● To do
Would you please copy every line of the material that follows, exactly as it reads?
#### Data records
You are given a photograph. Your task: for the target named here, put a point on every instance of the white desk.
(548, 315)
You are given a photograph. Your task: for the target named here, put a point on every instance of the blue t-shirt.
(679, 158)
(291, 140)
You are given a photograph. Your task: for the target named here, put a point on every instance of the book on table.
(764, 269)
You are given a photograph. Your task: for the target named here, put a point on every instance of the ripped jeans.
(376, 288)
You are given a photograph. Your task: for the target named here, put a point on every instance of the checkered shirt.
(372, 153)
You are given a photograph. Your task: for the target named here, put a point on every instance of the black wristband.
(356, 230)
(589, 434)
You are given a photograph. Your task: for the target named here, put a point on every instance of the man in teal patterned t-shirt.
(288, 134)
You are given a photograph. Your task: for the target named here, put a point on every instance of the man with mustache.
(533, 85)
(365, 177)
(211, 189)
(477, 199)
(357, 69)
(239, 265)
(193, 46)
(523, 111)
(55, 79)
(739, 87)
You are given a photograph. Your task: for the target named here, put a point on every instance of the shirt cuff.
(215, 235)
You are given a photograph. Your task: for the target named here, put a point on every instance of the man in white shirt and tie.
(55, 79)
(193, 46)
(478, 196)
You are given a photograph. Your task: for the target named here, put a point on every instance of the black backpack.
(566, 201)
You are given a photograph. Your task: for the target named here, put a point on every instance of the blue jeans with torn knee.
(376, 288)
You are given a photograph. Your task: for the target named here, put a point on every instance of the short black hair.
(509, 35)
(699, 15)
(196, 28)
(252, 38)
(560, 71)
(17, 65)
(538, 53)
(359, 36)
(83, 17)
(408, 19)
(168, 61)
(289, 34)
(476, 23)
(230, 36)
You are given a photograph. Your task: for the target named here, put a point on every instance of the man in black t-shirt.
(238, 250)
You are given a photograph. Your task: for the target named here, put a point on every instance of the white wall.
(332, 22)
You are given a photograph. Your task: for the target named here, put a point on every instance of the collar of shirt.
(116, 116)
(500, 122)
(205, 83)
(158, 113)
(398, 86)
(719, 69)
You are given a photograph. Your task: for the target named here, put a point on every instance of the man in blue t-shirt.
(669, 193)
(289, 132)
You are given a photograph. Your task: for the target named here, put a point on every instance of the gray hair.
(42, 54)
########
● Response below
You are given a photograph. Your task: for the target named here, put a point on every instance of the white desk.
(548, 315)
You are given a photograph. Your task: for the target named here, put a point on every instance of the blue t-shirt.
(679, 158)
(291, 140)
You are given a photograph. Your task: for the target named here, put a point on every instance of the book on table.
(764, 269)
You are given a photograph. Your task: for the target named here, put a point on every instance of the ripped jeans.
(376, 288)
You are given a photograph. Your task: for the target named here, put a point on every instance of the checkered shirt.
(372, 153)
You are given a photograph. Your task: for the target named here, put a point on every instance of the black wristband.
(356, 230)
(589, 434)
You are given a photograph. Your task: for the target named here, put a point on every instance of the man in teal patterned t-shirt.
(288, 134)
You are given a photograph. Your task: for the target named here, put a point on every instance of the man with mustache.
(533, 85)
(365, 177)
(211, 189)
(477, 199)
(357, 69)
(239, 265)
(193, 46)
(523, 111)
(55, 79)
(739, 87)
You are given a photograph. Your task: for the target named here, put a point on every instance of the shirt cuff.
(215, 235)
You are given a photograph. Your task: for the target named here, put a point on every instance of the man in white shirt and tie.
(55, 79)
(193, 46)
(478, 196)
You are given a photograph. Your task: for the target named here, put a point on every instance of the black backpack.
(566, 201)
You are given a photograph. Your task: for the target named here, put a point on every instance of the blue jeans with torn knee.
(376, 288)
You are given a photograph. Your task: for the target named here, put a point on every instance of the short black hair.
(509, 35)
(699, 15)
(196, 28)
(252, 38)
(560, 71)
(17, 65)
(538, 53)
(359, 36)
(83, 17)
(408, 19)
(168, 61)
(289, 34)
(476, 23)
(230, 36)
You are given a photograph. Your task: for the target named here, put a point on every instance of the man in black t-shirt.
(238, 250)
You are given a photograph. Your task: for the target named here, put a point on every instance of the white wall.
(332, 22)
You are given a photograph. Your task: for the target named here, put a point on every instance of the collar of shirt.
(116, 116)
(500, 122)
(205, 83)
(158, 113)
(398, 86)
(719, 69)
You are given a photograph. Your task: for the target named here, put a point on every instance of the man in blue t-shirt.
(669, 193)
(289, 132)
You are given a photograph. Your task: for the target named here, put a point on every instance of the gray hair.
(42, 54)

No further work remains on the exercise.